Task to complete: Below are entries. Copy exactly the lines running from the line that holds "Target: concrete fence base" to the line that holds "Target: parked car", with both ends included.

── Data shown

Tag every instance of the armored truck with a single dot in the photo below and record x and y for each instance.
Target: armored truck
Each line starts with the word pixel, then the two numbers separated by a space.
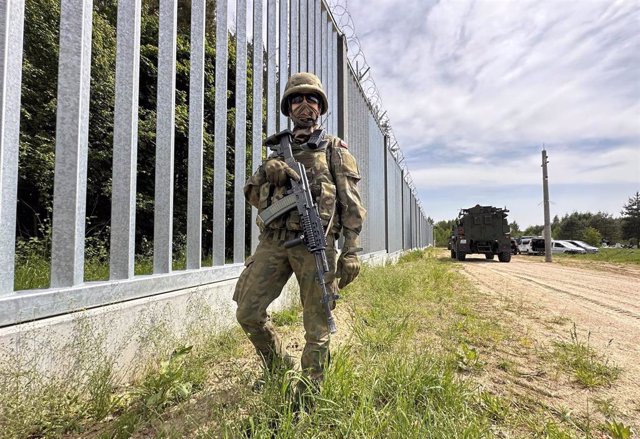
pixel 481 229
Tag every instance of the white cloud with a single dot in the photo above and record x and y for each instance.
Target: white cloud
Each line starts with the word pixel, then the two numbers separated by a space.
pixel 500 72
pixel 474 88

────
── Data shown

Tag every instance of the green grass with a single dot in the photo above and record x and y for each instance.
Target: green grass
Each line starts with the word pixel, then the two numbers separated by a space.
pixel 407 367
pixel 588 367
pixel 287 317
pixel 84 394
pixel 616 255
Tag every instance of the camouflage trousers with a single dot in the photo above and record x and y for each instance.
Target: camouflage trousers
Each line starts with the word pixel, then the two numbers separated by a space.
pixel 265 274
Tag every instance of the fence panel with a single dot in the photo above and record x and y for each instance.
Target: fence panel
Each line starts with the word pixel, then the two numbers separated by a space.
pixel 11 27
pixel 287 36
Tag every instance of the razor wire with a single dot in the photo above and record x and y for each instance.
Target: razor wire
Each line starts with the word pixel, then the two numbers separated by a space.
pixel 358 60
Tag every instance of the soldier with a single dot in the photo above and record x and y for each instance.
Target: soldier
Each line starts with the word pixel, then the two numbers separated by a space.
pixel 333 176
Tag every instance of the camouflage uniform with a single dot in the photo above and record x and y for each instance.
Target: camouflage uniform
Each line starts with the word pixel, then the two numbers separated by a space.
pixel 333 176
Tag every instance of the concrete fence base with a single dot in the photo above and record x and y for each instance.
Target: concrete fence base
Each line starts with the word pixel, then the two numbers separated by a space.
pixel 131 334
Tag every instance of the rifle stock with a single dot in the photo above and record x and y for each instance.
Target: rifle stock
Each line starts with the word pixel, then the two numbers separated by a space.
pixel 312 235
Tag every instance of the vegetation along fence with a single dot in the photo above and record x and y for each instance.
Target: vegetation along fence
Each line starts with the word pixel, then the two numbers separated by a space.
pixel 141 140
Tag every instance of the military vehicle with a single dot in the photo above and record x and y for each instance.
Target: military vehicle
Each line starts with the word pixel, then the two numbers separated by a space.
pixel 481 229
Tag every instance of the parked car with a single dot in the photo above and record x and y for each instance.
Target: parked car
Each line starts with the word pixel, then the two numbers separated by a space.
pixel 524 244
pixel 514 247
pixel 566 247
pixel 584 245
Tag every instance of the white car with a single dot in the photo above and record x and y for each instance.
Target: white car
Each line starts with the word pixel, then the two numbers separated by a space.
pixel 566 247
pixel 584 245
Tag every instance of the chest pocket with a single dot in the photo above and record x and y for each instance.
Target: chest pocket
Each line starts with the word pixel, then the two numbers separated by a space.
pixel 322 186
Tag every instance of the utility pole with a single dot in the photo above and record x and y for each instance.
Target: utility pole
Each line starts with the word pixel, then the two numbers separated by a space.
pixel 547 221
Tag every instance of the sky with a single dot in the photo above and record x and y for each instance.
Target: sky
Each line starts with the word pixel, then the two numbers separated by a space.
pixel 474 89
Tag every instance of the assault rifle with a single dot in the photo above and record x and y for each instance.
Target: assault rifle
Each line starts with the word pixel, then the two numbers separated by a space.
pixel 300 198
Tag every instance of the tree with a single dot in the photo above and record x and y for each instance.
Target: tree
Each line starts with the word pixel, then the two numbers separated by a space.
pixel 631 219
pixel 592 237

────

Solved problem:
Target: concrete fence base
Each line starts with the word pixel, then the two numbers separated by a space.
pixel 131 334
Tag every instance of the rifle stock with a single dot in the photo above and record x and y for each instance.
Target: rifle stock
Each line starts with the word pixel, then the two numbers separated by a space.
pixel 312 235
Tag every instance of the vegetation along fence with a single dot in the photo above and record x and y for each instance.
Target: vegetation along fence
Each line starts with the word pixel, then the two numbers separated by a space.
pixel 141 140
Tag every instance of the military vehicle with a single dot in the photo above and record x and y for each instance.
Target: military vehicle
Each line starts with the word pixel, then the two numbers separated by a space.
pixel 481 229
Tag every instance of the parked car with a single dot in the photo above and record x and y for each instance.
Target: parked car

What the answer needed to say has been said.